Referring expression data
━━━━━━
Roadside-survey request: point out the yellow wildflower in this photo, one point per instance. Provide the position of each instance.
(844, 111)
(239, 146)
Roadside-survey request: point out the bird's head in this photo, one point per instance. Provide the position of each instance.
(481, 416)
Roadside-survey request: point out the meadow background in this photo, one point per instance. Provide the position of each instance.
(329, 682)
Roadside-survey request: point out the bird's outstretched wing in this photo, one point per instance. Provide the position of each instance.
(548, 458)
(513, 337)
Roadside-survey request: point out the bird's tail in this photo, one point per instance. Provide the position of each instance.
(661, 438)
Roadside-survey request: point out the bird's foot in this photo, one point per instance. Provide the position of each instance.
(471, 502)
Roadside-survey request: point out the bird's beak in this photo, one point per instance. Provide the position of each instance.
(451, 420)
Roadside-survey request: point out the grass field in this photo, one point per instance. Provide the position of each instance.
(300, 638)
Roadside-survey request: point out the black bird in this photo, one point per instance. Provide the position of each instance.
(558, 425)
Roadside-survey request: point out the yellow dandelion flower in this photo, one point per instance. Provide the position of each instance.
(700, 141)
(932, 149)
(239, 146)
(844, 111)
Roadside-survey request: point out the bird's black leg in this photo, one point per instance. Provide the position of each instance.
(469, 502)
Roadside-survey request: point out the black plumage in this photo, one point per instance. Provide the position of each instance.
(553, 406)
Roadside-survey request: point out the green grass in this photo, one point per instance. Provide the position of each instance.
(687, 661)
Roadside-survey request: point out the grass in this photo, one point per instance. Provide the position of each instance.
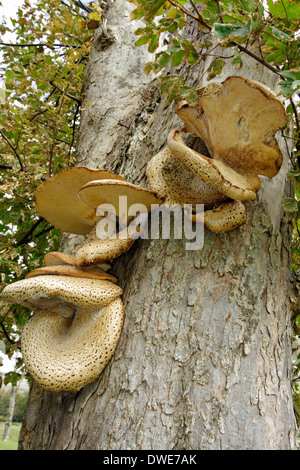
(12, 443)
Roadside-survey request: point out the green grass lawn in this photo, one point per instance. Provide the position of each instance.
(12, 443)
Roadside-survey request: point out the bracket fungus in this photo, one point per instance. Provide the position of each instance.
(237, 120)
(58, 202)
(75, 330)
(54, 258)
(175, 183)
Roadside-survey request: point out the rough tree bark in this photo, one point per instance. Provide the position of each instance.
(204, 361)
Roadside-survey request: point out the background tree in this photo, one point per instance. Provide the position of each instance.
(213, 328)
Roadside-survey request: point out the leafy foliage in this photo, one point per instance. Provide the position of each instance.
(43, 73)
(235, 27)
(238, 27)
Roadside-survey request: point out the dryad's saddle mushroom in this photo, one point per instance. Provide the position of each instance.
(237, 120)
(75, 329)
(78, 308)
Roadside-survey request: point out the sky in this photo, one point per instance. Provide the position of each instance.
(8, 9)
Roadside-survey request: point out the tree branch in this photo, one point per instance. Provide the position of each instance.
(64, 93)
(41, 44)
(13, 149)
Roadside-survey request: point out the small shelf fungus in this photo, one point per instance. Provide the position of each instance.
(69, 201)
(78, 309)
(77, 303)
(76, 327)
(237, 120)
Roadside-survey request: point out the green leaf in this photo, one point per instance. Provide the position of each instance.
(228, 31)
(178, 58)
(215, 68)
(10, 74)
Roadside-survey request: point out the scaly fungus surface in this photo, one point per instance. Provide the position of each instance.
(75, 330)
(237, 120)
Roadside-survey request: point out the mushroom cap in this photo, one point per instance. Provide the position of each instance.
(71, 352)
(68, 270)
(98, 251)
(173, 182)
(58, 202)
(54, 258)
(108, 191)
(224, 218)
(47, 292)
(213, 172)
(238, 120)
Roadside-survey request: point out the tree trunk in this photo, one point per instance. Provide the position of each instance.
(10, 413)
(204, 360)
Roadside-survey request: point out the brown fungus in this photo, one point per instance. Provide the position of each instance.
(68, 270)
(213, 172)
(65, 354)
(74, 332)
(175, 183)
(58, 202)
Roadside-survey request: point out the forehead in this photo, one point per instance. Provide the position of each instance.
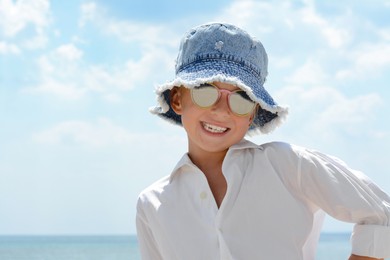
(224, 85)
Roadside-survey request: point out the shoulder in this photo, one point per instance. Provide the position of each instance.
(281, 148)
(153, 192)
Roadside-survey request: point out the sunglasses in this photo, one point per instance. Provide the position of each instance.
(206, 95)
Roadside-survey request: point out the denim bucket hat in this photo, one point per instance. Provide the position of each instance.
(224, 53)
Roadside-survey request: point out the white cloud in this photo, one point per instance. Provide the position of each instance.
(324, 111)
(69, 52)
(100, 134)
(335, 35)
(148, 36)
(367, 61)
(64, 73)
(310, 73)
(8, 48)
(17, 16)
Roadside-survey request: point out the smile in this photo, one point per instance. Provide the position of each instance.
(214, 128)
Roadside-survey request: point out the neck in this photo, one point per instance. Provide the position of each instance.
(208, 161)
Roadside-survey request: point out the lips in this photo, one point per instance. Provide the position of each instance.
(214, 129)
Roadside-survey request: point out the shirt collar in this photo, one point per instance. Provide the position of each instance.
(186, 161)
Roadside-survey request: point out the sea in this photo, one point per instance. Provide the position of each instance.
(331, 247)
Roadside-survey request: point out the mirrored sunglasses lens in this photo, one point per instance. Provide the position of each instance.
(239, 104)
(205, 96)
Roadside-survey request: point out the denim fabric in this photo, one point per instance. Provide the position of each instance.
(225, 53)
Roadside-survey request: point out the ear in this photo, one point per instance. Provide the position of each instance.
(176, 100)
(254, 113)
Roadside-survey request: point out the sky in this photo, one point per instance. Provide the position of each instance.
(77, 143)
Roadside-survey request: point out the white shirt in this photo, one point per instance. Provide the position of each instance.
(273, 207)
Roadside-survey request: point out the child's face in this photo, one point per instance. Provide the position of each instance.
(212, 129)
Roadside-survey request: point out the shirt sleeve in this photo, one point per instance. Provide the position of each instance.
(147, 244)
(349, 196)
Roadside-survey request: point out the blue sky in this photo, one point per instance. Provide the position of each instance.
(77, 143)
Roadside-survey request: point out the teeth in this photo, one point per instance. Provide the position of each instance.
(214, 128)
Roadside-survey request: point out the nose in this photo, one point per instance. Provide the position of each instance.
(221, 107)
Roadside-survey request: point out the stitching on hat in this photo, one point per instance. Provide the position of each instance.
(219, 45)
(227, 58)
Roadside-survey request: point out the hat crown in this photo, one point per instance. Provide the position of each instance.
(218, 41)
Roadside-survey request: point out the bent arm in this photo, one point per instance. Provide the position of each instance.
(349, 196)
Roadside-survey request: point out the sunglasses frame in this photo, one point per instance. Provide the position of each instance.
(220, 91)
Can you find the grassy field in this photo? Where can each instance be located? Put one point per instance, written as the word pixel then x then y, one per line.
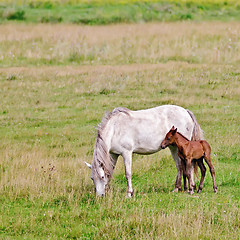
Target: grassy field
pixel 57 81
pixel 102 12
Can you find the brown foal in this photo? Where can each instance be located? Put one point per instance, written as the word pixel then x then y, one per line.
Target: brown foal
pixel 190 151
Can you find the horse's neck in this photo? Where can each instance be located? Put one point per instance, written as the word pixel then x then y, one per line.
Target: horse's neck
pixel 180 141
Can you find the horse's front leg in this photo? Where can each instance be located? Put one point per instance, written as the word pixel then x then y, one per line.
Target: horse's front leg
pixel 184 175
pixel 127 156
pixel 174 152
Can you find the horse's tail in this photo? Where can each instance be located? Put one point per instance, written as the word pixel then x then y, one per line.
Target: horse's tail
pixel 196 135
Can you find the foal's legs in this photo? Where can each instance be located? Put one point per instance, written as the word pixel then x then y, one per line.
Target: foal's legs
pixel 184 175
pixel 203 172
pixel 212 171
pixel 127 157
pixel 189 175
pixel 174 152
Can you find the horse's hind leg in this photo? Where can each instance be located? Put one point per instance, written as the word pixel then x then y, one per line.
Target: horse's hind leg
pixel 184 175
pixel 212 171
pixel 203 172
pixel 127 157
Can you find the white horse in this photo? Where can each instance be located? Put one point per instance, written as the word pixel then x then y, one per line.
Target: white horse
pixel 124 132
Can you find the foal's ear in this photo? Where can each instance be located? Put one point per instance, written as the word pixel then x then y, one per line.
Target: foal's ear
pixel 89 165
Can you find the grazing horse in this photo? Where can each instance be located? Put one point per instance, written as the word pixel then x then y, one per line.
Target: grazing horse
pixel 189 151
pixel 124 132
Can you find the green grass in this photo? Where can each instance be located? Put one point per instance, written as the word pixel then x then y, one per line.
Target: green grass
pixel 50 107
pixel 108 12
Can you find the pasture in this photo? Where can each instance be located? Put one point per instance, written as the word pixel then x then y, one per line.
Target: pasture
pixel 57 81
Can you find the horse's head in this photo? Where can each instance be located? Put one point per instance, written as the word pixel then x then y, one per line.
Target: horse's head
pixel 99 177
pixel 169 138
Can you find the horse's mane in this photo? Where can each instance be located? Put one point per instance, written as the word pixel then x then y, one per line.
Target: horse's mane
pixel 101 154
pixel 183 136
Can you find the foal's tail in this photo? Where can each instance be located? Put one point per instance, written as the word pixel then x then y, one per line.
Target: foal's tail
pixel 196 135
pixel 197 131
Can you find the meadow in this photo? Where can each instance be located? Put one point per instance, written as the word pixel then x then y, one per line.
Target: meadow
pixel 102 12
pixel 56 83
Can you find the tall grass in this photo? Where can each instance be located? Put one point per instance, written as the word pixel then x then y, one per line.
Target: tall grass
pixel 51 105
pixel 109 11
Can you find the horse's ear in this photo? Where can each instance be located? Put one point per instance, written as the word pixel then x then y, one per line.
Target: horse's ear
pixel 89 165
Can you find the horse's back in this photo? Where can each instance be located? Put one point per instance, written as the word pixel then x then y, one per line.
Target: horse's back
pixel 143 130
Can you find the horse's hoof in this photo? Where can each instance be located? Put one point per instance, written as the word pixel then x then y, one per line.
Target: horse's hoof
pixel 175 190
pixel 129 194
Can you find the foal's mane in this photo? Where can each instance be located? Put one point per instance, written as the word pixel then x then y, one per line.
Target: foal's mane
pixel 101 155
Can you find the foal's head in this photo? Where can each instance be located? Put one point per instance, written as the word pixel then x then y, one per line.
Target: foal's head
pixel 169 138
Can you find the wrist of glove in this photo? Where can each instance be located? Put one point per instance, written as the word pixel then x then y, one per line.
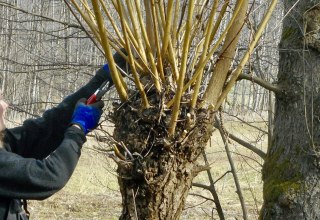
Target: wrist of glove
pixel 87 116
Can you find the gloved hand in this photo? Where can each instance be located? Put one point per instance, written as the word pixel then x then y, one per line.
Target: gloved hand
pixel 87 116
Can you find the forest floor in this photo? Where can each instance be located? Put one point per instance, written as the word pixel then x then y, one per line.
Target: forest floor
pixel 92 192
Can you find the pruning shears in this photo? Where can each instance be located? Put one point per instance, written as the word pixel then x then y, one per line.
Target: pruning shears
pixel 97 95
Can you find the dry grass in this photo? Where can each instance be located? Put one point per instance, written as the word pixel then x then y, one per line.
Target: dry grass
pixel 92 192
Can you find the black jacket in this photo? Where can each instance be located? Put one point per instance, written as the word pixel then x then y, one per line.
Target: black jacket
pixel 38 158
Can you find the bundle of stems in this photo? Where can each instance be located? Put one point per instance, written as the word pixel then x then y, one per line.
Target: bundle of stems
pixel 172 41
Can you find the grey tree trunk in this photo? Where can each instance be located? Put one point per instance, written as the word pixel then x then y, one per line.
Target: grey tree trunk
pixel 291 172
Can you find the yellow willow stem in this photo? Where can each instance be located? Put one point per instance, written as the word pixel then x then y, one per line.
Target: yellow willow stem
pixel 182 73
pixel 149 25
pixel 211 52
pixel 115 28
pixel 175 23
pixel 157 41
pixel 132 62
pixel 167 29
pixel 135 26
pixel 88 10
pixel 172 59
pixel 218 22
pixel 154 71
pixel 133 39
pixel 246 57
pixel 116 77
pixel 222 66
pixel 209 29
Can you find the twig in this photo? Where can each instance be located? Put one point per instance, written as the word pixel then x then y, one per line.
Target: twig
pixel 234 172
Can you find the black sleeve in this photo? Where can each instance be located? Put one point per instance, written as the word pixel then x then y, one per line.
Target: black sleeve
pixel 28 178
pixel 37 138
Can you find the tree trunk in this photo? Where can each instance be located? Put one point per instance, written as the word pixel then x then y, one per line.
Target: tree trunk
pixel 155 181
pixel 291 172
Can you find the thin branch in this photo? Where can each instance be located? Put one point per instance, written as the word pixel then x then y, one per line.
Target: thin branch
pixel 261 82
pixel 233 170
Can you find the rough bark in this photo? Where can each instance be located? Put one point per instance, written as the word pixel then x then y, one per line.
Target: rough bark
pixel 291 171
pixel 155 181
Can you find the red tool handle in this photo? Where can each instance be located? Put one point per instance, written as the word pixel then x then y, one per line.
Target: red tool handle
pixel 92 99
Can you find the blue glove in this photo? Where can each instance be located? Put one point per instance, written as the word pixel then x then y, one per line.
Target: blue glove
pixel 87 116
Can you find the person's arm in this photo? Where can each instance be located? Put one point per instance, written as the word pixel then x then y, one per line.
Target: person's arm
pixel 36 138
pixel 27 178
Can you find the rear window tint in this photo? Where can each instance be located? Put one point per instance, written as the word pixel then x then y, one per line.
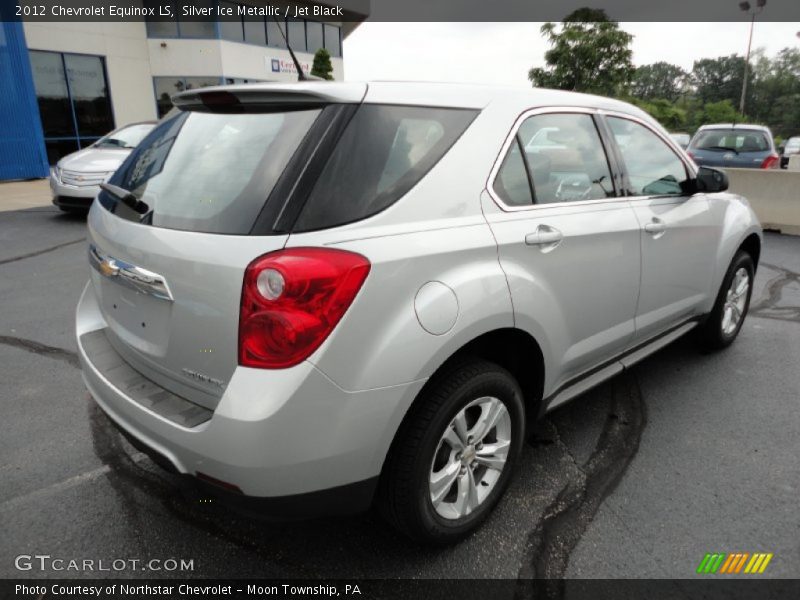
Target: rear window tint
pixel 382 154
pixel 209 172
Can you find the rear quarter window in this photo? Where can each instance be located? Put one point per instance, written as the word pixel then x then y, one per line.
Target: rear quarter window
pixel 384 151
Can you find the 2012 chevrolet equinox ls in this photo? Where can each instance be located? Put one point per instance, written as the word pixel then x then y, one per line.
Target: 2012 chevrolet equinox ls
pixel 314 297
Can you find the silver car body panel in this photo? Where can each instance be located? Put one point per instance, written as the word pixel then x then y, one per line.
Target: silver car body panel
pixel 330 420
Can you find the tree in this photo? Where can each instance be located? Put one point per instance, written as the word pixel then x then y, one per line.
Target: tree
pixel 322 66
pixel 659 80
pixel 719 112
pixel 717 79
pixel 589 54
pixel 663 111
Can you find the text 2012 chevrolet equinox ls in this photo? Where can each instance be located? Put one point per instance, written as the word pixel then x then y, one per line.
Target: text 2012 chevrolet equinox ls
pixel 314 297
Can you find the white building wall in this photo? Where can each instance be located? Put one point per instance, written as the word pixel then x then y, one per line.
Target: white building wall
pixel 184 57
pixel 124 46
pixel 255 62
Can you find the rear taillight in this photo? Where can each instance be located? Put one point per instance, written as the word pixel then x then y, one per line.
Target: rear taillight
pixel 291 301
pixel 770 162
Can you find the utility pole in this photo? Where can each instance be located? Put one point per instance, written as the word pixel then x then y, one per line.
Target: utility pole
pixel 746 7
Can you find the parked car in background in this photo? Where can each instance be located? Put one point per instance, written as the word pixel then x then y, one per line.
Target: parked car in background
pixel 737 146
pixel 75 180
pixel 680 138
pixel 314 297
pixel 792 146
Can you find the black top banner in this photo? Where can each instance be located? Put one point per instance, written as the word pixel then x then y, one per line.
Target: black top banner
pixel 399 10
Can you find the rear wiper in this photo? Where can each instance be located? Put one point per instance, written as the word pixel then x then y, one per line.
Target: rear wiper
pixel 126 197
pixel 720 148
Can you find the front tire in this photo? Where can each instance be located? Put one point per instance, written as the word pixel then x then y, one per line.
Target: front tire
pixel 453 456
pixel 733 301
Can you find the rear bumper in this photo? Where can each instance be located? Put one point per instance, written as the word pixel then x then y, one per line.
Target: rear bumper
pixel 72 195
pixel 274 433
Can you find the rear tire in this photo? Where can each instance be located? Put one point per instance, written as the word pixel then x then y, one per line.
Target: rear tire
pixel 733 301
pixel 470 417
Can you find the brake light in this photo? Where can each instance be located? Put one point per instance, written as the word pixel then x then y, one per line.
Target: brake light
pixel 770 161
pixel 291 301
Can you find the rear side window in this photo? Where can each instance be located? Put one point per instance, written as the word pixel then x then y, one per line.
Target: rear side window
pixel 209 172
pixel 736 140
pixel 384 151
pixel 653 168
pixel 511 183
pixel 561 155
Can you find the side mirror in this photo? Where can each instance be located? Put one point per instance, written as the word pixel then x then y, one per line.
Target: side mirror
pixel 711 180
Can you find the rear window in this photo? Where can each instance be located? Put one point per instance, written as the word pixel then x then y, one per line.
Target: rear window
pixel 209 172
pixel 382 154
pixel 738 140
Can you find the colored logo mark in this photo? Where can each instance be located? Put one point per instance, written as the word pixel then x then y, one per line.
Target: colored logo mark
pixel 734 563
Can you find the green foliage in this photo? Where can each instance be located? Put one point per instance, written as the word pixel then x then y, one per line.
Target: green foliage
pixel 589 53
pixel 716 79
pixel 719 112
pixel 322 66
pixel 659 80
pixel 664 111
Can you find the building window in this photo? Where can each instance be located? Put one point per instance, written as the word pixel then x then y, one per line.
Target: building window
pixel 230 28
pixel 255 32
pixel 333 40
pixel 314 36
pixel 296 30
pixel 74 102
pixel 275 32
pixel 166 87
pixel 178 27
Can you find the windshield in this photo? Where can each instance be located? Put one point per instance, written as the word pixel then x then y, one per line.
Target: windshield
pixel 209 172
pixel 127 137
pixel 732 140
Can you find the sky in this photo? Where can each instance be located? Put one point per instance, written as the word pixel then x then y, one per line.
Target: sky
pixel 502 53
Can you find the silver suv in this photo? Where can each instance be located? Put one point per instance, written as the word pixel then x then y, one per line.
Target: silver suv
pixel 315 297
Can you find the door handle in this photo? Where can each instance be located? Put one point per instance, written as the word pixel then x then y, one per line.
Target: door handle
pixel 656 226
pixel 544 236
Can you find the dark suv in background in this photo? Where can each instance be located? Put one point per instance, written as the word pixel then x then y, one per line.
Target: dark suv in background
pixel 792 146
pixel 734 145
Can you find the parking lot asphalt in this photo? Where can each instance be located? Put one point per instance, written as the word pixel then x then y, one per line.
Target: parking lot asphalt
pixel 686 453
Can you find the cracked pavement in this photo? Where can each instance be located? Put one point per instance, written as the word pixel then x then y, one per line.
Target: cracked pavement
pixel 684 454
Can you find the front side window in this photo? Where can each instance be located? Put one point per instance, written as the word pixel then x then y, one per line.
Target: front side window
pixel 561 155
pixel 653 168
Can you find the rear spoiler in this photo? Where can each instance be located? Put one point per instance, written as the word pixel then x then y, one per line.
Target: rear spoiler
pixel 296 95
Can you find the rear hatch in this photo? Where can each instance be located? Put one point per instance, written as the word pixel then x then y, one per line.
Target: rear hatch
pixel 734 147
pixel 169 260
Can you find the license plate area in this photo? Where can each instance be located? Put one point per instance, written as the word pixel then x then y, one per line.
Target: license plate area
pixel 138 319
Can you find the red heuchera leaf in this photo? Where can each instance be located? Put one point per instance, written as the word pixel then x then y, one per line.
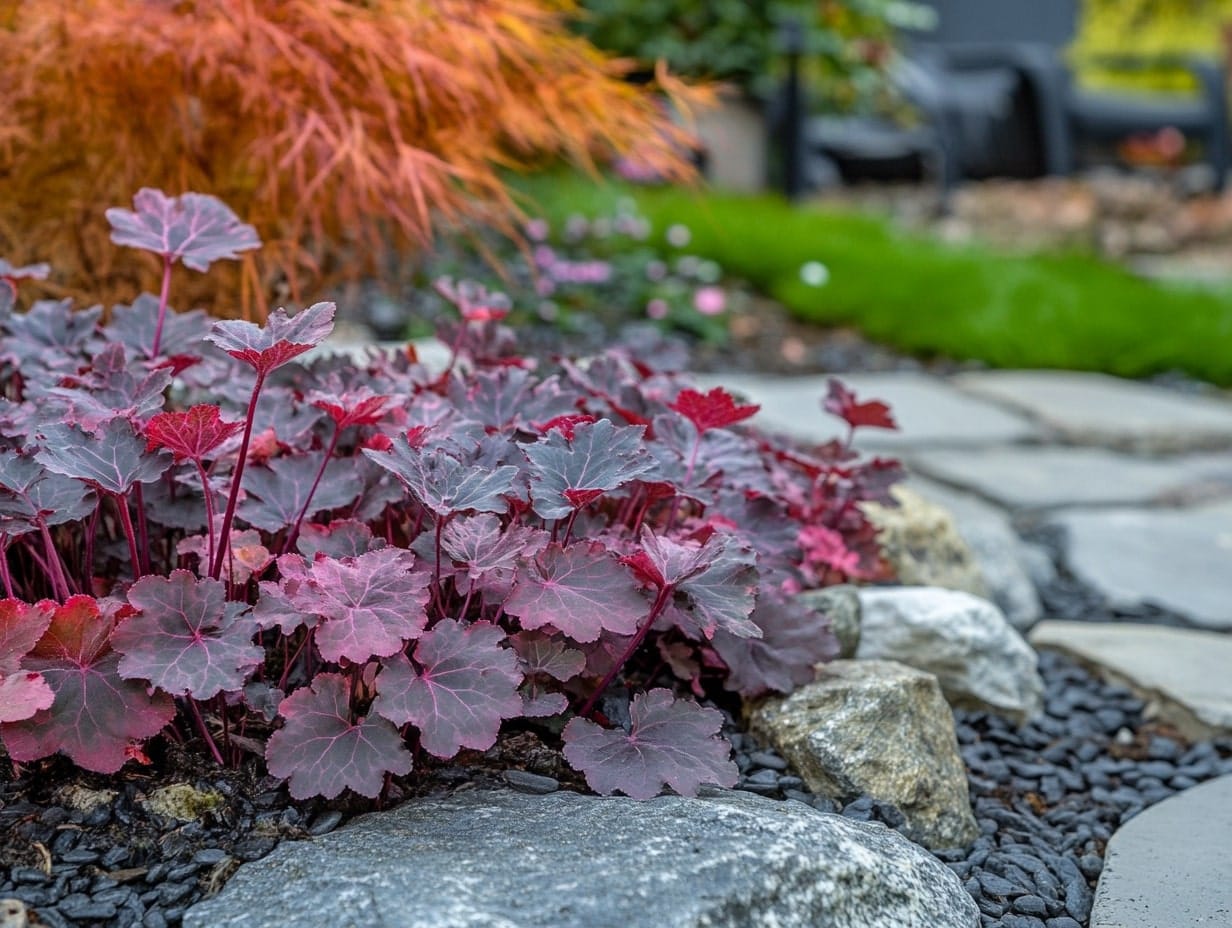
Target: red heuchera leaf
pixel 842 402
pixel 22 693
pixel 672 742
pixel 191 435
pixel 370 605
pixel 194 228
pixel 716 409
pixel 323 752
pixel 111 461
pixel 582 590
pixel 186 639
pixel 356 407
pixel 599 457
pixel 280 340
pixel 566 424
pixel 717 578
pixel 466 683
pixel 442 483
pixel 96 712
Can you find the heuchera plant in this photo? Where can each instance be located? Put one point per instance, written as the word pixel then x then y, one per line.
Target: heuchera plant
━━━━━━
_Problem statement_:
The expected answer is a copy of each line in the records that holds the word "plant".

_Response_:
Can you find the heuchera plant in this photo? Where can each instance be located? Put one point per instance, written as the word pixel then x then y, one per line.
Target: heuchera plant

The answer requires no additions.